** Task a **
Print the passage from the text on Twitter privacy concerns below word for word, starting at "However, as argue" and ending at "et al. 2021b).".

** Document **

At the same time, companies use online communities to create and influence user needs so that to lead customers to purchase their products and services (Kuo and Feng 2013). As one of such strategies, leaders of digital communities, also known as micro influencers, are hired by companies to transmit a message or a commercial objective (Kucuk 2016; Yen et al. 2021). Overall, companies use online communities in digital environments and social media (Lacarcel and Huete 2023) with the following three fundamental objectives: (i) advertising objective, through which companies try to obtain economic benefits; (ii) growth objectives, through which companies try to increase the time that users spend using technology, and (iii) engagement objectives, whereby companies try to make users increasingly interact with the dynamic elements of companies in digital environments and, by doing so, influence their behavior and generate more data (Saura et al. 2021a; Chopra et al. 2022).

However, as argue by Zuboff (2015), these commercial objectives can modify user behavior and raise important privacy concerns. Accordingly, the main purpose of the present study is to identify the main privacy concerns by analyzing user communities in the social network Twitter. To date, none of the previous study has used tools that work with artificial intelligence (AI) to identify online communities and their link user privacy concerns, and therefore, contributing to increase the novelty and originality of the study (Gupta et al. 2018). Bridging this gap in the literature, and using the current knowledge about user-generated content (UGC), the present study aims to identify and understand user behavior in these digital communities based on the feelings found in each of them, as well as provide insights into user-generated behavior (UGB) (Saura et al. 2021b).

Specifically, the present study addresses the following two research questions (RQ): (RQ1) What are the main concerns about privacy in user communities on Twitter? (RQ2) How do the privacy concerns in Twitter communities affect user behavior in digital environments? In addition, this study also aims to identify perspectives to define user privacy in social network communities; to explore different types of UGC and UGB in digital communities; to create awareness regarding user privacy concerns in social media communities and to provide future guidelines to understand online user behavior social network communities.

To address the aforementioned research questions, we use an innovative and original methodology that combines the elements of AI. Concretely, following Blondel et al. (2008) and Jacomy et al. (2014), we first use the open source Gephi software and a data visualization algorithm for complex networks known as ForceAtlas2 to visually identify the nodes that form the main communities belonging to the analyzed sample. Second, based on the database of tweets divided into communities, a sentiment analysis is run with Textblob (Khan et al. 2021), an algorithm that works with machine learning where experiments are developed with support vector classifier (SVC), multinomial naïve Bayes (MNB), logistic regression (LR), and random forest classifier (RFC) (Hiremath and Patil 2020). The approaches used in this study fit the theoretical framework of computer-aided text analysis (CATA) (Short et al. 2010) and natural language processing (NLP) (Hirschberg and Manning 2015).

** Dataset records **

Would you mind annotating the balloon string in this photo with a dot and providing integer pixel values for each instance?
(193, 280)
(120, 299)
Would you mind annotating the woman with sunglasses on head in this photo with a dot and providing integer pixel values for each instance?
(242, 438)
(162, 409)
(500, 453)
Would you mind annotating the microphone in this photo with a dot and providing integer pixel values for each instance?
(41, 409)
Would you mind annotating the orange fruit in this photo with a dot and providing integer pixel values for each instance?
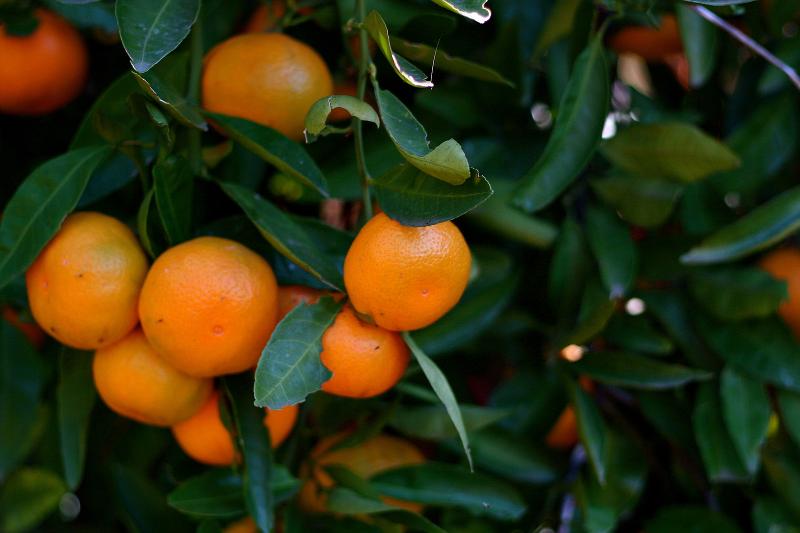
(43, 71)
(652, 44)
(369, 458)
(209, 305)
(205, 438)
(405, 277)
(32, 332)
(269, 78)
(366, 360)
(265, 17)
(784, 264)
(134, 381)
(84, 285)
(564, 433)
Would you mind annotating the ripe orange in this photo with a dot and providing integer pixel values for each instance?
(269, 78)
(564, 433)
(43, 71)
(205, 438)
(133, 380)
(366, 360)
(84, 286)
(367, 459)
(208, 306)
(784, 264)
(404, 277)
(32, 331)
(653, 44)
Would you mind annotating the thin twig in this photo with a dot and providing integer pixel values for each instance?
(358, 135)
(748, 42)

** Task b **
Turn the records above into a Markdown table with the columns Row and Line, starting at the line that contains "Would you mind annotating the thin" and ending at the last line of the records. Number each line in the Row column and leave out blank lines.

** Exercise solution a **
However, as argue by Zuboff (2015), these commercial objectives can modify user behavior and raise important privacy concerns. Accordingly, the main purpose of the present study is to identify the main privacy concerns by analyzing user communities in the social network Twitter. To date, none of the previous study has used tools that work with artificial intelligence (AI) to identify online communities and their link user privacy concerns, and therefore, contributing to increase the novelty and originality of the study (Gupta et al. 2018). Bridging this gap in the literature, and using the current knowledge about user-generated content (UGC), the present study aims to identify and understand user behavior in these digital communities based on the feelings found in each of them, as well as provide insights into user-generated behavior (UGB) (Saura et al. 2021b).

** Exercise solution b **
| Row | Line |
|---|---|
| 1 | Would you mind annotating the thin twig in this photo with a dot and providing integer pixel values for each instance? |
| 2 | (358, 135) |
| 3 | (748, 42) |